> [REQUIREMENT A] Reproduce the stretch of the travel poetics text from "One of the principal" through "importantly to ourselves." word for word.
> [REQUIREMENT B] According to the text on travel poetics, what is the purpose of travel writing?

> [SELECTED EXTRACT]
Summer is the season for the great outdoors and travel! Whether it’s a vacation to an exotic land, a weekend camping trip, a picnic in a local park or a trek on a nearby trail, most everyone takes time to explore natural surroundings and reserves his or her vacation days for these warmer months to capitalize on the abundance of sun by going somewhere the rest of the year fails to so aptly afford. While most of us remember to pack sunblock for our expeditions, very few people—even writers—plan for the great inspiration travel (ranging from great distances or daytrips) will afford. Thus, many of us fail to outfit our adventures with notebooks or laptops, or whatever writing devices of which we make use…and more often we return home with cheap novelties, rather than poetic production. I hope after reading this, you will realize the availability of influence in your outings and the overall value in travel poetics.
Travel poetics belongs to the genre of travel writing, which focuses on accounts of real or imaginary places. Often associated with tourism, this genre encompasses various styles ranging from literary to journalistic, comical to critical and informative to evocative. The purpose of travel writing is to commemorate experiences and relay exposures to readers about destinations, therefore giving them a sense of where a writer has been and perhaps even inspiring readers to travel to a destination. Travel literature, to which travel poetics belongs, is travel writing aspiring to literary value. More than merely a description or explanation, travel poetics typically exhibits a coherent narrative or aesthetic transcending the chronicling of dates and events.
One of the principal reasons travel poetics is so interesting and important is because most of us express different aspects of ourselves when we are on vacation, as opposed to when we are in the midst of our daily nine-to-five grind in our commonplace surroundings. Furthermore, a change in setting also cultivates a change in perception. Indeed, we see different sights as we travel; yet we also return home with the mental and emotional impressions of these apprehensions, and the way we observe and regard our familiar world never remains exactly the same as before our bags were packed. If we do not take the time to acknowledge, explore and author the parts of ourselves and our experiences expressed in our journeys, we are doing a disservice not only to our writing and readers, but more importantly to ourselves.

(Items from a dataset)
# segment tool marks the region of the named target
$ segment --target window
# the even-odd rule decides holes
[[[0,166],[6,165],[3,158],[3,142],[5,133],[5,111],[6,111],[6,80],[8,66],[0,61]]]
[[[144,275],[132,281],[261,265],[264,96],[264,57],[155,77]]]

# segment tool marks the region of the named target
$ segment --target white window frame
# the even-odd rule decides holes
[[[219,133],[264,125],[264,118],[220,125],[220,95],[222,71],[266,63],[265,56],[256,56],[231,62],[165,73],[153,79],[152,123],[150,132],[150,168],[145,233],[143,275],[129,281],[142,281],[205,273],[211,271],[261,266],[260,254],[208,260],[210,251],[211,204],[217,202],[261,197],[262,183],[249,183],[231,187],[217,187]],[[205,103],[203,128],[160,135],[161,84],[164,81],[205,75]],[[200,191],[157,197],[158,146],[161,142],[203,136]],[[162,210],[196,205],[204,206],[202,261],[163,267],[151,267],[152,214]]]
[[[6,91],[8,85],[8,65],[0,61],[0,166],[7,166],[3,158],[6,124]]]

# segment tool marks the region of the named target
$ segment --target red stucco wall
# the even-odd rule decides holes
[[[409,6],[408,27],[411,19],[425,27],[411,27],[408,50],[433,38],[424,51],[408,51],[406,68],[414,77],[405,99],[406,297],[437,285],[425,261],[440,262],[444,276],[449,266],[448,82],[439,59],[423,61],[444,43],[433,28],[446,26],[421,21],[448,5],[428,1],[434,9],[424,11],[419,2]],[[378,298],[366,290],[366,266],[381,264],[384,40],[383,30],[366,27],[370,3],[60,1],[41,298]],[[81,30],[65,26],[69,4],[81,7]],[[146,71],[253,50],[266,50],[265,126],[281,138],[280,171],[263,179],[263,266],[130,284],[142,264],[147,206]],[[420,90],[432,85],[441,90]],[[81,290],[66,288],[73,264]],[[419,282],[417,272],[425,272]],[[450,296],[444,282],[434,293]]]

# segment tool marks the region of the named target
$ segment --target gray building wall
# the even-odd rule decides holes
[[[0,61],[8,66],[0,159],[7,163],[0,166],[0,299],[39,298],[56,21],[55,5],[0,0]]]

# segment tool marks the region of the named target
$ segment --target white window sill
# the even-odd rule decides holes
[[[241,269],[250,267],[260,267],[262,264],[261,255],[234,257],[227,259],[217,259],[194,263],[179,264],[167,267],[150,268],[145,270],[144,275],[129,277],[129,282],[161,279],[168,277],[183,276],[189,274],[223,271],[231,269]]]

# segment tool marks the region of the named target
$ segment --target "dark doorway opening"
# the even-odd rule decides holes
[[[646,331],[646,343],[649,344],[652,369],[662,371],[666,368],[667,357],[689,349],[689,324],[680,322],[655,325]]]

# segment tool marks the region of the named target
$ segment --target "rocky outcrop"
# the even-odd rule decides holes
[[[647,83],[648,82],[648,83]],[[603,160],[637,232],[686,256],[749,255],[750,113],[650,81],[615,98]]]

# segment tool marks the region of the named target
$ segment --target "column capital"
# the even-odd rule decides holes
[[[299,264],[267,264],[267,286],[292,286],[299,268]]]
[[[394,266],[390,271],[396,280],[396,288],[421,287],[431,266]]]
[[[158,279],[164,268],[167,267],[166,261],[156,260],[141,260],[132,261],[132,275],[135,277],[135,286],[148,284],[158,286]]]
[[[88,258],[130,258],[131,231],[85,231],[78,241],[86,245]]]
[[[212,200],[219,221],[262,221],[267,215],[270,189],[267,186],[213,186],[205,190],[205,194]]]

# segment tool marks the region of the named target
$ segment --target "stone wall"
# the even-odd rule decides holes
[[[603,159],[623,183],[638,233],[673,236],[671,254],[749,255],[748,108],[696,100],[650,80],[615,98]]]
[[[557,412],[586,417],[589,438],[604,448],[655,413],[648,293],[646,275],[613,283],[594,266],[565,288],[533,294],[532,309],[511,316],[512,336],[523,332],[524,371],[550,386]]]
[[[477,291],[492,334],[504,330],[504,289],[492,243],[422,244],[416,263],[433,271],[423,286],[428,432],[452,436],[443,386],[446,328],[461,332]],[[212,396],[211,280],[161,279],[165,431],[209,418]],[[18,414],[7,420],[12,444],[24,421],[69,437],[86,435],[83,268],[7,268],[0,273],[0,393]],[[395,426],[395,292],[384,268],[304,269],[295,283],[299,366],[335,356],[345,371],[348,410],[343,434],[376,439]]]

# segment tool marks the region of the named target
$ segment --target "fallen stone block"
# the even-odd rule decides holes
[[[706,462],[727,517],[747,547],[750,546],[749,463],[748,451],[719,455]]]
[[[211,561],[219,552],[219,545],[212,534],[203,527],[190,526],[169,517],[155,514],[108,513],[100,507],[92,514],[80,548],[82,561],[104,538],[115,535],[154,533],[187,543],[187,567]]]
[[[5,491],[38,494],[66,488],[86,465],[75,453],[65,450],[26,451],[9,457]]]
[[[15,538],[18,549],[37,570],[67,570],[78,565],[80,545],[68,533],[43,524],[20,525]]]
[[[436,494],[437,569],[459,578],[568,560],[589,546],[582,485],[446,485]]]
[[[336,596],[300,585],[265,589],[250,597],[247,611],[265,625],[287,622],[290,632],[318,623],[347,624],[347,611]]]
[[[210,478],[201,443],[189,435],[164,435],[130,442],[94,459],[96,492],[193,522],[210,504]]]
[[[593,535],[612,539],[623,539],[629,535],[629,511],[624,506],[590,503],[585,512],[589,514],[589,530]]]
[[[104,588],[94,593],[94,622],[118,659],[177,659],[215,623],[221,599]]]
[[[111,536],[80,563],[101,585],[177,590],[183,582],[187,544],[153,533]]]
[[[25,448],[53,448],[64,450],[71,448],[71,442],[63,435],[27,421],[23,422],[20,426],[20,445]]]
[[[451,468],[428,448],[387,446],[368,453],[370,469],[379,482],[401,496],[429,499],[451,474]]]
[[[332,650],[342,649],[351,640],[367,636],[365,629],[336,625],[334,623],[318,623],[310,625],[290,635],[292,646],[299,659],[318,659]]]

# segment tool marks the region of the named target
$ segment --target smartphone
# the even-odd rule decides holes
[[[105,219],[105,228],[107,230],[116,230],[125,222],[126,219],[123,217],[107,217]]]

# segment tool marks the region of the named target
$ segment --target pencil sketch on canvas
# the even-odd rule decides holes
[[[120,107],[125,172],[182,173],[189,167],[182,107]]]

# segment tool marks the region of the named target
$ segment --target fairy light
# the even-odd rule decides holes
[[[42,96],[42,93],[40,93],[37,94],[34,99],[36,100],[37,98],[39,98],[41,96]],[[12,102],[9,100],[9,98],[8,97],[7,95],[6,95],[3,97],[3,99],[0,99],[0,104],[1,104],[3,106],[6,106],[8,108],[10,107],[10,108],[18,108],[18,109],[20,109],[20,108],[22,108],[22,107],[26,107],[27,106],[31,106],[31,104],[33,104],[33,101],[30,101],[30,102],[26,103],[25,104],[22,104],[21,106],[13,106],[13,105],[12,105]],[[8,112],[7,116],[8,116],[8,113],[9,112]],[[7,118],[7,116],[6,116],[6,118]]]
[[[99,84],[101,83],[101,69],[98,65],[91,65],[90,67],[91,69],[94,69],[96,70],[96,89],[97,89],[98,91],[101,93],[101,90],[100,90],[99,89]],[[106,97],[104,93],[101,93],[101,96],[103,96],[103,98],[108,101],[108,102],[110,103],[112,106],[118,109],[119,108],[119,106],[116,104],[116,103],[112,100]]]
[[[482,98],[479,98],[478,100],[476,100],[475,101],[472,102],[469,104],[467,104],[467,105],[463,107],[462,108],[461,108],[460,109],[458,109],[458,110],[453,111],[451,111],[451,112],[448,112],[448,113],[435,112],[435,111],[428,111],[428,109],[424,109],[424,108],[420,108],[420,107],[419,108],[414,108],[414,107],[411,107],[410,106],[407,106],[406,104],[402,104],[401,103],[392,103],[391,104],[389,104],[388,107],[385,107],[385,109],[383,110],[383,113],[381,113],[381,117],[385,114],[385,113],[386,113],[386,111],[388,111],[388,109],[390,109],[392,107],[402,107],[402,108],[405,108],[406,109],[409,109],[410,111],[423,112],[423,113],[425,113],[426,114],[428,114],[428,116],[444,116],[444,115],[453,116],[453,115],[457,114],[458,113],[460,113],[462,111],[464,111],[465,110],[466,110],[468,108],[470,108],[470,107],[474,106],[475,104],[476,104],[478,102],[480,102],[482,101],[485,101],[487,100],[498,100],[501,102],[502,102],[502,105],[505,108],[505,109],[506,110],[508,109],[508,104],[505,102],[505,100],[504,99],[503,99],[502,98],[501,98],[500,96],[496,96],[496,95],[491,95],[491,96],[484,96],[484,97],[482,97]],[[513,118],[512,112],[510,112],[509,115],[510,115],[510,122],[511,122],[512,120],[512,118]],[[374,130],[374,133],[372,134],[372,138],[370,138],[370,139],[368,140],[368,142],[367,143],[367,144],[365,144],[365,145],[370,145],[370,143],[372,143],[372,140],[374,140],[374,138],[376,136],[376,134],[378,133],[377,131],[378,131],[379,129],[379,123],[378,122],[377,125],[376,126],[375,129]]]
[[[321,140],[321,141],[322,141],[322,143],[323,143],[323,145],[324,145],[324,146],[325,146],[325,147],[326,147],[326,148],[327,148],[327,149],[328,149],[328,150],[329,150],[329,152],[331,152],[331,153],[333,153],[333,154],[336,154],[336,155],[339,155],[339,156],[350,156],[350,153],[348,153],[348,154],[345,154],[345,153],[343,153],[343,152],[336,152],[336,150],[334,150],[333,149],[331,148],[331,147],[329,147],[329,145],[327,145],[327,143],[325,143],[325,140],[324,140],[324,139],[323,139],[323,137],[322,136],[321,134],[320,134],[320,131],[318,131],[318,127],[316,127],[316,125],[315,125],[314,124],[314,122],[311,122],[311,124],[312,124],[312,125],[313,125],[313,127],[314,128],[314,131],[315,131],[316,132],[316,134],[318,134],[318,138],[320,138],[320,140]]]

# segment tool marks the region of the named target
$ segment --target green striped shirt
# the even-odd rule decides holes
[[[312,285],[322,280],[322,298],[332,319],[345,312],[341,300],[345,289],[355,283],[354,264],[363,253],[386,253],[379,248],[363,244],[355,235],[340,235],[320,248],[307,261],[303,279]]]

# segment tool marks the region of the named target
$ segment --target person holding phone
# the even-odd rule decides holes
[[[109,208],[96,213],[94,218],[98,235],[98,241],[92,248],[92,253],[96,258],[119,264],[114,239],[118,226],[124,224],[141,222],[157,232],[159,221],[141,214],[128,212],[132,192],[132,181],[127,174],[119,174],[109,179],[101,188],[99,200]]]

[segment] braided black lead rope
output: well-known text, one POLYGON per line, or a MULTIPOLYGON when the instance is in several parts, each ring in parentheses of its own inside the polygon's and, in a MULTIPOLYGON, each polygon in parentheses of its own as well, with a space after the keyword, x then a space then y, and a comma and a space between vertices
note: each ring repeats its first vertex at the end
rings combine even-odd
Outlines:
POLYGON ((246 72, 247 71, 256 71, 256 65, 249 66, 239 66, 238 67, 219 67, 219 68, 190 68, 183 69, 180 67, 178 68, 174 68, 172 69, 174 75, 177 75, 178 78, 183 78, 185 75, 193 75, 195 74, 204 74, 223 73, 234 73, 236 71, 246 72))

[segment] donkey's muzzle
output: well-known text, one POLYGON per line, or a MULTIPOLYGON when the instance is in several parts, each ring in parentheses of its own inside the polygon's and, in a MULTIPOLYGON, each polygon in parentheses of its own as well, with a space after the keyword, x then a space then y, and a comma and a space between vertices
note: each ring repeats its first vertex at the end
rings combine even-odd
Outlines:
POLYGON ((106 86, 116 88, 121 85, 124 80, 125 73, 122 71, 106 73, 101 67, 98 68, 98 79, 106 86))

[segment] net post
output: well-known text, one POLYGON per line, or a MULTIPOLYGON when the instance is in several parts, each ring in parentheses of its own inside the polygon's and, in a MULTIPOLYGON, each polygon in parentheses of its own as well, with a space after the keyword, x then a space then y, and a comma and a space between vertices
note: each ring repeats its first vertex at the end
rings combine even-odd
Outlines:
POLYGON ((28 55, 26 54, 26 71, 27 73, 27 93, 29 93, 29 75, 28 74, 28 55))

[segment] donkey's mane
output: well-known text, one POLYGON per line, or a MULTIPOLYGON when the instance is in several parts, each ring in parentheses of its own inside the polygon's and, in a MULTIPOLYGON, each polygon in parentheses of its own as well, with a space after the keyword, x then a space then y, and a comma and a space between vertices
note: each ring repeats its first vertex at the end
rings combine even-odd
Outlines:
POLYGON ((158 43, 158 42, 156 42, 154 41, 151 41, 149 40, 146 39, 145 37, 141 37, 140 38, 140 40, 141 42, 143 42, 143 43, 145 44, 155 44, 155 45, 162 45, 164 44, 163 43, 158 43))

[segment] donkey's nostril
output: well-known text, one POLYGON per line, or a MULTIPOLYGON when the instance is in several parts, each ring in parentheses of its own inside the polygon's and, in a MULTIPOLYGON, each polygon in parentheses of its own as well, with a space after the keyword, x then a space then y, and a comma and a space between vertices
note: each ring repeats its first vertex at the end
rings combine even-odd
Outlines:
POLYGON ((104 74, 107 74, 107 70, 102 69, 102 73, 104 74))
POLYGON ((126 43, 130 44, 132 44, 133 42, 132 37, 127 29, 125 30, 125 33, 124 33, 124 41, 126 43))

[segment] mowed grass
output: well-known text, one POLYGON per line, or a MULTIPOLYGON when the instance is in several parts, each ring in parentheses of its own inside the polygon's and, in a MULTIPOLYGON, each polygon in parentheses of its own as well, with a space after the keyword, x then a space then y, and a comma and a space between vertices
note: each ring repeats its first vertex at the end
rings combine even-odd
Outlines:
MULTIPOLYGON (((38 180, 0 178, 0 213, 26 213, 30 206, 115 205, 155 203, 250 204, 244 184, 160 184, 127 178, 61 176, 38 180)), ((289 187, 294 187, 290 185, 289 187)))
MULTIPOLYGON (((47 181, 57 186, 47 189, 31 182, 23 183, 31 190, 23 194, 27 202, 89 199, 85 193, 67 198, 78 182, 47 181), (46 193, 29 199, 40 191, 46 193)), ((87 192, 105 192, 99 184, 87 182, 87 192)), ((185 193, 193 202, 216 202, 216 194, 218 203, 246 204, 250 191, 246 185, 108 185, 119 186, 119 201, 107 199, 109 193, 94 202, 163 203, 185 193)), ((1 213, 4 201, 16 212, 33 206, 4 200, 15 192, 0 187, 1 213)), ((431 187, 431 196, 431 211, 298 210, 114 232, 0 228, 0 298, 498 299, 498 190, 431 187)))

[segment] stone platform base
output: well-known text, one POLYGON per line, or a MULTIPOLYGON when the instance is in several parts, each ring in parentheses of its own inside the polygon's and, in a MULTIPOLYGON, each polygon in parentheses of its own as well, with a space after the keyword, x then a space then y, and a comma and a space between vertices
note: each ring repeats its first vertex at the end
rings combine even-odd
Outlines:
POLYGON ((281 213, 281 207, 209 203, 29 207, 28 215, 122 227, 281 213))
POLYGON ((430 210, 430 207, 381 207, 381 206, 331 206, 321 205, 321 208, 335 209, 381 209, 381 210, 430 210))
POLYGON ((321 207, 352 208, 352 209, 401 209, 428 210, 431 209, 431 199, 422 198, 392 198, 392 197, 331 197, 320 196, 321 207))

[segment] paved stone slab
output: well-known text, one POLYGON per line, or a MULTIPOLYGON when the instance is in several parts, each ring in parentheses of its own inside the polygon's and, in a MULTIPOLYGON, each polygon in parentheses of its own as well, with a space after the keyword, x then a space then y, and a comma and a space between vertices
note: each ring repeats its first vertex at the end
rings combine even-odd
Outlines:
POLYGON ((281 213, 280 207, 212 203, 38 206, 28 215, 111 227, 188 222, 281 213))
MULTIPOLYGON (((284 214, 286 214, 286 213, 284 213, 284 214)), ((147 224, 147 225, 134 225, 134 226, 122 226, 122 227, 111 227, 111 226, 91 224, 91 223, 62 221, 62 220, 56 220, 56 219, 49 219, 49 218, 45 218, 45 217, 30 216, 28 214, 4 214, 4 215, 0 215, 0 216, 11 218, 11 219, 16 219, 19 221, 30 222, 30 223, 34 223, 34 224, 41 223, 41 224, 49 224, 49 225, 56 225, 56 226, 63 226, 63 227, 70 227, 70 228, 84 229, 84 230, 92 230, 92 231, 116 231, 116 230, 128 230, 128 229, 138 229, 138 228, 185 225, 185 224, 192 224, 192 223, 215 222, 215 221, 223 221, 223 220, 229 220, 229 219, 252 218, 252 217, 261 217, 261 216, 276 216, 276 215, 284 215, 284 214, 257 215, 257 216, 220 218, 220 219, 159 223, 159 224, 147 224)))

> [ANSWER SECTION A]
One of the principal reasons travel poetics is so interesting and important is because most of us express different aspects of ourselves when we are on vacation, as opposed to when we are in the midst of our daily nine-to-five grind in our commonplace surroundings. Furthermore, a change in setting also cultivates a change in perception. Indeed, we see different sights as we travel; yet we also return home with the mental and emotional impressions of these apprehensions, and the way we observe and regard our familiar world never remains exactly the same as before our bags were packed. If we do not take the time to acknowledge, explore and author the parts of ourselves and our experiences expressed in our journeys, we are doing a disservice not only to our writing and readers, but more importantly to ourselves.

> [ANSWER SECTION B] Its purpose is to commemorate experiences and relay exposures to readers about destinations.